◆ WORK TO DO ◆
Copy the records below word for word, starting with the line that contains "Mark every instance of the wooden dresser" and continuing through the last line of the records.

◆ RECORDS FOR THIS TASK ◆
+++
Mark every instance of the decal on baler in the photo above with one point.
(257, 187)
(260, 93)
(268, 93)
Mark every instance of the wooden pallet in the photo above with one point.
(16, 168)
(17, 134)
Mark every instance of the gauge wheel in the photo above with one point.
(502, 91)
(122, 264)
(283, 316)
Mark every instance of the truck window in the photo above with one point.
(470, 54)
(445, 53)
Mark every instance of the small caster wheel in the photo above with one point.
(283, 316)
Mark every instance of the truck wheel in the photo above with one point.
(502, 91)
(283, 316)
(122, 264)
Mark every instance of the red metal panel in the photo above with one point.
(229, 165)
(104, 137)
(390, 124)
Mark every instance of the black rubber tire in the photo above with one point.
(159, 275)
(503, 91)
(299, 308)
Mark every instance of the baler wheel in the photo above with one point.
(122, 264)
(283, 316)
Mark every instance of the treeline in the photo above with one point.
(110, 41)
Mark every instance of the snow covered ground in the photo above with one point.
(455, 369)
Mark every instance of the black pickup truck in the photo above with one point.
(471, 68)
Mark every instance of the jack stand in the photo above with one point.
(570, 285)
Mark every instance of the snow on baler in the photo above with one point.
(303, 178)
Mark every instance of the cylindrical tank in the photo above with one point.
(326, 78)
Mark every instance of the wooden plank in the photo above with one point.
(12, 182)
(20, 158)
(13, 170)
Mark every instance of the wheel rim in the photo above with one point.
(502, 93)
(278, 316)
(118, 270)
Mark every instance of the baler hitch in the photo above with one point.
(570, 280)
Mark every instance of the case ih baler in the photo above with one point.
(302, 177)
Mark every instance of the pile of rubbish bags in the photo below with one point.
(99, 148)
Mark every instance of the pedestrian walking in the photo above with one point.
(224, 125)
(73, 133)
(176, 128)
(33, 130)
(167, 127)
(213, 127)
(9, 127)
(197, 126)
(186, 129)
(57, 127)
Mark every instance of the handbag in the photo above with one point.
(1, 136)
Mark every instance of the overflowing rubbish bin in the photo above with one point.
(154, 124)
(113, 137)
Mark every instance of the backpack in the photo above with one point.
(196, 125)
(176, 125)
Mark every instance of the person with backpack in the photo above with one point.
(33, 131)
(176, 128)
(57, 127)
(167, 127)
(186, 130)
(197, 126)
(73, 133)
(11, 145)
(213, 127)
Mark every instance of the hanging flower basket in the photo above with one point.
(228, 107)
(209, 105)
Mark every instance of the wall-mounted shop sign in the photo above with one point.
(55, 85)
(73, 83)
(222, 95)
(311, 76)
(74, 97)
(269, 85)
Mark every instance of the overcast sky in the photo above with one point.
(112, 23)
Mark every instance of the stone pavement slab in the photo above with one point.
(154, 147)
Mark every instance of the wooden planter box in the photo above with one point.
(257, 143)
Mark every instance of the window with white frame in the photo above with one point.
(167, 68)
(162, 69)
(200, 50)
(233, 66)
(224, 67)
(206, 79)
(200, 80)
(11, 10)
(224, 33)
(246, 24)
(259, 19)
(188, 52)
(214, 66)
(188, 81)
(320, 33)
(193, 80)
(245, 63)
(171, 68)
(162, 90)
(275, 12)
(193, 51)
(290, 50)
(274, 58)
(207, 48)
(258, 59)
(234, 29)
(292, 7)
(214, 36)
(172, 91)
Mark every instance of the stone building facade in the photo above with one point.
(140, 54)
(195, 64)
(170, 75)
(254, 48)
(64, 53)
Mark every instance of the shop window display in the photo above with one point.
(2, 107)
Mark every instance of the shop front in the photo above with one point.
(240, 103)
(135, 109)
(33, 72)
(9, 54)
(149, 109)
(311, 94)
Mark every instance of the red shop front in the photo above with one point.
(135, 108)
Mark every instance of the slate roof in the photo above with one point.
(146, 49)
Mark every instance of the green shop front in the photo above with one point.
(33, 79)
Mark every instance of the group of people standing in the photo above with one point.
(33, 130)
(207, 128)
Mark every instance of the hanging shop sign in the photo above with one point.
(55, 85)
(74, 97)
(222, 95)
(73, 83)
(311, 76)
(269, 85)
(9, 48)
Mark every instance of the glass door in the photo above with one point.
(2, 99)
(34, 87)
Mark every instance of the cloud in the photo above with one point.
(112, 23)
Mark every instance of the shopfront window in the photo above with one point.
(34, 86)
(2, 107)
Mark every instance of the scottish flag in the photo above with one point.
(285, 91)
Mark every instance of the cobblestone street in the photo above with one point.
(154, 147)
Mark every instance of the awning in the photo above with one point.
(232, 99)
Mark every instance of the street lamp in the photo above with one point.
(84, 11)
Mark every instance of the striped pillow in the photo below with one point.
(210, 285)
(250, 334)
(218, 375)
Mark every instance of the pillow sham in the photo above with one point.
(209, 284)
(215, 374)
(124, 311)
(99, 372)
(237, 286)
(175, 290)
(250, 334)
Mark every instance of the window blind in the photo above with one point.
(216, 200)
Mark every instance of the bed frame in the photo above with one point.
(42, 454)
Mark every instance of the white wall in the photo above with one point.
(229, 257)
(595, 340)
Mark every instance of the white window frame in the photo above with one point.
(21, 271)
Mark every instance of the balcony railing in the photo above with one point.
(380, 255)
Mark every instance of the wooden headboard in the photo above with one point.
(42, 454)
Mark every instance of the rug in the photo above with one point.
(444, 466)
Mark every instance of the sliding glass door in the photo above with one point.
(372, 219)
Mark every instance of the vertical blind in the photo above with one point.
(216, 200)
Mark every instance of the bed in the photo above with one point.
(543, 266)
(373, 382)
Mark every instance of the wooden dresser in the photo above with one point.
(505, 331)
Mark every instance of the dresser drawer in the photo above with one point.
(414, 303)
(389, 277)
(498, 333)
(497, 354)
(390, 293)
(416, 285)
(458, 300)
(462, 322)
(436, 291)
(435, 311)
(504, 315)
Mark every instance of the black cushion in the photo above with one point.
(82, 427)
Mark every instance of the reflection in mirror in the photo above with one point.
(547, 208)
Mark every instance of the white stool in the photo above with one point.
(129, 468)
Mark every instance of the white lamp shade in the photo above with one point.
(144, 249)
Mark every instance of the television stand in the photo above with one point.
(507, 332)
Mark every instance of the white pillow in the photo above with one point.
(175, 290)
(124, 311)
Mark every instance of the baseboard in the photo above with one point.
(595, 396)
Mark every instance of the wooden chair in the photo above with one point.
+++
◆ EXPECTED ANSWER ◆
Mark every instance of the wooden dresser in the photo above with one point.
(505, 331)
Mark every instance of the dresser drawer in the photo above with one point.
(414, 303)
(389, 277)
(498, 333)
(497, 354)
(390, 293)
(416, 285)
(458, 300)
(462, 322)
(436, 291)
(435, 311)
(504, 315)
Mark every instance of the black cushion in the photo above with one point.
(82, 427)
Mark every instance of the reflection in mirror in the photo above with one point.
(547, 208)
Mark every instance of the white stool in the photo above with one point.
(129, 468)
Mark every instance of the white lamp shade in the photo above with one point.
(144, 249)
Mark every instance of the television stand in the photo above with one point.
(507, 332)
Mark every instance of the white pillow in the photo above with one point.
(175, 290)
(124, 311)
Mark every instance of the baseboard in the photo above with one point.
(595, 396)
Mark every instance of the wooden chair in the photo above with one point.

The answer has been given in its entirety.